**INDICACIÓN:**
Reescribe las líneas de los registros que van desde la que contiene "of hand you can find." hasta el final de los registros, cambiando "top-left" por "upper-left" y dejando todo lo demás sin tocar.

**DATOS EXTRAÍDOS:**
★ ★ ★ ★
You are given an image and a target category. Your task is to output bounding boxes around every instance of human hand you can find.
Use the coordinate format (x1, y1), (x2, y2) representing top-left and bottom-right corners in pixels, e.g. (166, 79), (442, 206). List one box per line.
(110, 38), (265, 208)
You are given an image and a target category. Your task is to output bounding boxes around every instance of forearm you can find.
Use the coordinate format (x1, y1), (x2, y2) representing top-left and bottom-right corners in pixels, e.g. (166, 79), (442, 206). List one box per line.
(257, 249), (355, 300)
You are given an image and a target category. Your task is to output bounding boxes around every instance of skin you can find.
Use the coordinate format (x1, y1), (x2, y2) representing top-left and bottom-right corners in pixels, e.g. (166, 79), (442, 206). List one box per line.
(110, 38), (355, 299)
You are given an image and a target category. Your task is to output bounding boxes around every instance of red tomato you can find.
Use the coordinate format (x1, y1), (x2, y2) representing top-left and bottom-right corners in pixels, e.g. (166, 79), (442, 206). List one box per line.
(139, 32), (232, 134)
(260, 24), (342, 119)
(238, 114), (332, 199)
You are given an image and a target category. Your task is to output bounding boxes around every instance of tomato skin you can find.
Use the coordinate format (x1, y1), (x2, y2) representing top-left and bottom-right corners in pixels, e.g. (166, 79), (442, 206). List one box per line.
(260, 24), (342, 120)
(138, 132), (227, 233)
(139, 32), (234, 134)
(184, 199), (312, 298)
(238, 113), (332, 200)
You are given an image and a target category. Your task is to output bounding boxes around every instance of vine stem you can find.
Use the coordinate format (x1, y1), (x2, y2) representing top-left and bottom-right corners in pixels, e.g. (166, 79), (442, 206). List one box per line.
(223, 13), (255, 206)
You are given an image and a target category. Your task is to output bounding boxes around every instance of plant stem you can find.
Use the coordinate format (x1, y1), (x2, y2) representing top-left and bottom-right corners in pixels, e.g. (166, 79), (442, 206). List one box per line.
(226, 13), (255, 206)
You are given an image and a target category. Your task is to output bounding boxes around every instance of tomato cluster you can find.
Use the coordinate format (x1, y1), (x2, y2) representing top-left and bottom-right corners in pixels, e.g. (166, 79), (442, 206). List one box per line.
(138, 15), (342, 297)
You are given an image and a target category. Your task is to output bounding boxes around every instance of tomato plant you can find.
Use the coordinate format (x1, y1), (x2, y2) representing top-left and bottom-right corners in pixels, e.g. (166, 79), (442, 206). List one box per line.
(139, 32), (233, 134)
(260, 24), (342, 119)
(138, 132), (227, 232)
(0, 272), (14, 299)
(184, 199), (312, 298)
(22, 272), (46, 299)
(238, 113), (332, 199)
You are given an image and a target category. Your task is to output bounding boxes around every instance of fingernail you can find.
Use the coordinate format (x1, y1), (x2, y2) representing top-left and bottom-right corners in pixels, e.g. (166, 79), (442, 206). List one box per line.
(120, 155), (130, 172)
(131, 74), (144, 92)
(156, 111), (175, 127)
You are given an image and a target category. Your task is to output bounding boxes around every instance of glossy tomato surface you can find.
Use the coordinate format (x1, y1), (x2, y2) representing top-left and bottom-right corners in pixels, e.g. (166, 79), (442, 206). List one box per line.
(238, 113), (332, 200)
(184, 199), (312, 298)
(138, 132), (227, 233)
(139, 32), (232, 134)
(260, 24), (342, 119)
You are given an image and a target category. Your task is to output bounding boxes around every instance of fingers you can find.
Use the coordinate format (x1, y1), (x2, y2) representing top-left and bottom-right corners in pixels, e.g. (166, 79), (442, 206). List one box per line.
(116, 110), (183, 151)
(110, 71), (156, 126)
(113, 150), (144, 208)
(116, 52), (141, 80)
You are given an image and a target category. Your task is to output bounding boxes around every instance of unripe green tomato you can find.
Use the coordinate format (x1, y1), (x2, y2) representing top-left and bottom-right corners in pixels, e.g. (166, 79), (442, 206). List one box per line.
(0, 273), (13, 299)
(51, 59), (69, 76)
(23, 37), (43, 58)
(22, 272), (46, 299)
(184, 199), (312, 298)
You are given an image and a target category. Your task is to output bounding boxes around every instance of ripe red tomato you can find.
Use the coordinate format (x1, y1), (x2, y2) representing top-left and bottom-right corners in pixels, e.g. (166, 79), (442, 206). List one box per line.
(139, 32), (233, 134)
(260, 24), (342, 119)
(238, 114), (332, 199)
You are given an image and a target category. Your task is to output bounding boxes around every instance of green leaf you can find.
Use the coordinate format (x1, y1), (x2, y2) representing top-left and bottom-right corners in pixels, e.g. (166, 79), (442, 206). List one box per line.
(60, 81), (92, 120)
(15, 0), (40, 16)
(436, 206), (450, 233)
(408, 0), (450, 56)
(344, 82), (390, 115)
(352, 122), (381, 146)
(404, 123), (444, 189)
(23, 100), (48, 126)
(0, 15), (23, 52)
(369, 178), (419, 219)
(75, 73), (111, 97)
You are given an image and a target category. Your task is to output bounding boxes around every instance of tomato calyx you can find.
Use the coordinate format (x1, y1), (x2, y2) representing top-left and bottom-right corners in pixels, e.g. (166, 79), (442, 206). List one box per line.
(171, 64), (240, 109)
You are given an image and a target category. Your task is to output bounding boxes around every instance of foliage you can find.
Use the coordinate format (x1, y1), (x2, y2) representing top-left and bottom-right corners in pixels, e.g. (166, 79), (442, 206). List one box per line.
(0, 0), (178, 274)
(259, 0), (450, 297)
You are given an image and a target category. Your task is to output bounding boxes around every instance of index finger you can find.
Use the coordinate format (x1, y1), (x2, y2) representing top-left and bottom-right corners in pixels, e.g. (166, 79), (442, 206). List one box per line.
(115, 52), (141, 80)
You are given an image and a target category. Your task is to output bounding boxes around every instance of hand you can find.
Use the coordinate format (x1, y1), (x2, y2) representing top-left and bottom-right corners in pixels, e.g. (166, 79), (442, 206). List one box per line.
★ ★ ★ ★
**RESULTADO DE LA TAREA:**
You are given an image and a target category. Your task is to output bounding boxes around every instance of hand you can find.
Use the coordinate format (x1, y1), (x2, y2) representing upper-left and bottom-right corners in pixels, e.g. (166, 79), (442, 206). List one box per line.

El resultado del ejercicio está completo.